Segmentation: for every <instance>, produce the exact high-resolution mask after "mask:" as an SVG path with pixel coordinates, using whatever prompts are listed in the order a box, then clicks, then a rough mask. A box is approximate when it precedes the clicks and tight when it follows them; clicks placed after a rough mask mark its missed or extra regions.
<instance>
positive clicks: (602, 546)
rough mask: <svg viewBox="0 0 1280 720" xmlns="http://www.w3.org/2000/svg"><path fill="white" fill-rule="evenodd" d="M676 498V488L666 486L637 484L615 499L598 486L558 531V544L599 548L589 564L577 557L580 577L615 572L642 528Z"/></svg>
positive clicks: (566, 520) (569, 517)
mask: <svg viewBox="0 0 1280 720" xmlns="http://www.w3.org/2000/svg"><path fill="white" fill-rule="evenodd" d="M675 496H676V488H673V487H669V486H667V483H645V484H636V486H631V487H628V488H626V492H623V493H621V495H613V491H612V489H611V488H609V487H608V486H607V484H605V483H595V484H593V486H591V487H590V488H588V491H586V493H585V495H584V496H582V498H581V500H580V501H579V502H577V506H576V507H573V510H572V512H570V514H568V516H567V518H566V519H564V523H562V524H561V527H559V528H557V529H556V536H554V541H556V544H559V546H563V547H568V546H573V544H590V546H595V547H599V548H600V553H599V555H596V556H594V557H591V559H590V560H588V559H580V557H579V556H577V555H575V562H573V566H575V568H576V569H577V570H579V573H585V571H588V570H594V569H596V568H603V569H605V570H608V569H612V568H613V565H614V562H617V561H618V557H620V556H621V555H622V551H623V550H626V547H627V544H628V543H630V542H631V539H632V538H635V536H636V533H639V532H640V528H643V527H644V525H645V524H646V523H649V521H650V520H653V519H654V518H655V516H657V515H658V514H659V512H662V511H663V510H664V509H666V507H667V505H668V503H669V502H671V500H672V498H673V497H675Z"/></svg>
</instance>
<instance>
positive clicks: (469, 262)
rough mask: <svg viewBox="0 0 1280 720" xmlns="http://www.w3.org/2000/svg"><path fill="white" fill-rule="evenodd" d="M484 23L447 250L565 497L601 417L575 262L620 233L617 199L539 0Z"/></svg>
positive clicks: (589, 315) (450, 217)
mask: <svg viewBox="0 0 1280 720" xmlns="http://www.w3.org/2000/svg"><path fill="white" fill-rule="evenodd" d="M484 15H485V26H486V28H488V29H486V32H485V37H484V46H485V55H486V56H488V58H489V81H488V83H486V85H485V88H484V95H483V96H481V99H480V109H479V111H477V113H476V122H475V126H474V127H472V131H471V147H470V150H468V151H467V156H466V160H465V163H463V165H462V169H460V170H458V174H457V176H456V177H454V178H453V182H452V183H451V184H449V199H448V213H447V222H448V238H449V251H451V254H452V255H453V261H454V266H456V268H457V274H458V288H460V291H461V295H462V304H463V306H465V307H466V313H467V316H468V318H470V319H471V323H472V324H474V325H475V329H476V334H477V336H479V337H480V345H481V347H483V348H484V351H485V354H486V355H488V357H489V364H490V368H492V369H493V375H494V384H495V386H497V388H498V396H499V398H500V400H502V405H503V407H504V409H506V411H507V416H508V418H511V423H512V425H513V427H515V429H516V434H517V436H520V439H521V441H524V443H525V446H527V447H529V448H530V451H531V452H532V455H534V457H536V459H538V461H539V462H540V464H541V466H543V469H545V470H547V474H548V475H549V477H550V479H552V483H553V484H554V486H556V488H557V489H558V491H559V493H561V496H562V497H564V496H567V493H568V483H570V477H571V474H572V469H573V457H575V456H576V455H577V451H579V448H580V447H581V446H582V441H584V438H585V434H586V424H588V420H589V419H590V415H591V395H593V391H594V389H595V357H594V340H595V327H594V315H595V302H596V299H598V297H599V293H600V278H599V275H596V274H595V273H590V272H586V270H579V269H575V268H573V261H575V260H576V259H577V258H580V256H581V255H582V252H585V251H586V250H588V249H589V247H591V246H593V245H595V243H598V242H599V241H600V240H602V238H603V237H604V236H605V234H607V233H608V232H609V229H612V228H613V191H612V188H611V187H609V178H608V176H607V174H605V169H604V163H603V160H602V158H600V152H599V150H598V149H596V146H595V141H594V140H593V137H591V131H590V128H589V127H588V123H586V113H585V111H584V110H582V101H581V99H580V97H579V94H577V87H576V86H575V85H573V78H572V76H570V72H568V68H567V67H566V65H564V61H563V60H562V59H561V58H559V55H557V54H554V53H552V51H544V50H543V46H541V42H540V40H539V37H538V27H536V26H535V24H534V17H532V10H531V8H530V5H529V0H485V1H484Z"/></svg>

- PROBLEM TO WORK ON -
Print the records verbatim, stopping after the "positive clicks: (602, 546)" line.

- EXERCISE ANSWER -
Segmentation: for every <instance>, produce the exact high-resolution mask after "mask:" as an SVG path with pixel coordinates, using whatever prompts are listed in the order a box, then clicks, then a rough mask. A box is approximate when it precedes the clicks and tight when it follows them; clicks placed after a rough mask mark its missed or extra regions.
<instance>
positive clicks: (602, 546)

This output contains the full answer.